>> START PASSAGE TO READ

But these are trifles. The underlying cause of the war concerns an altogether more profound, more elemental question that has more to do with Darwin than with drugs. The Republican species has reached a fork on the evolutionary road. Will the Helms strain go the way of its dinosaur forebears or will it prevail in battle and condemn "homo sapiens" to extinction?

Mr Weld threw down the gauntlet 12 days ago when he announced his decision to quit the cosy humanist citadel of Boston and go to war - "a land war, if need be", he proclaimed - for the future of civilisation. Mr Helms took up the challenge, responding last week with a bravado compellingly evocative of great Neanderthal leaders of yesteryear. "I'm determined to stand still," he bayed, "unless somebody pushes me aside."

>> END PASSAGE TO READ

PROBLEM A
Reproduce the entries with "blue trousers" swapped for "red scarf", keeping every other character as it is.

>> START DATASET RECORDS

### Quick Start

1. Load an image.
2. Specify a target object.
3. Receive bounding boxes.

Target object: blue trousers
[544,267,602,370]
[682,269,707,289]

>> END DATASET RECORDS

PROBLEM B
Carry on the passage about the clash between Mr Weld and Mr Helms, starting right after its final sentence.

TASK OUTPUT A
### Quick Start

1. Load an image.
2. Specify a target object.
3. Receive bounding boxes.

Target object: red scarf
[544,267,602,370]
[682,269,707,289]

TASK OUTPUT B
But it was Mr Weld, blessed with a weightier cerebral mass, who was best equipped to put into words the nature of the contest in which the Grand Old Party is engaged. "In plain language, I am not Senator Helms' kind of Republican," he declared. "I do not pass his litmus test on social policy. Nor do I want to."

Mr Helms' Neanderthal political beliefs possess the solitary virtue of brutal simplicity. During the 25 years that he has sat in the US Congress he has based all his judgements on a literal reading of the teachings of the Old Testament. The Cold War was a Holy War between the forces of darkness and the Lord's vengeful warriors, anti-Communist torturers, assassins and mass murderers in Latin America and Africa whom he lovingly grappled to his righteous bosom. A Southerner of the old school, he has only recently disabused himself of the notion that his black compatriots are tainted with the curse of Ham. More recently he has been turning his atavistic fury on homosexuals and the purveyors of godlessness and pornography at the National Endowment for the Arts.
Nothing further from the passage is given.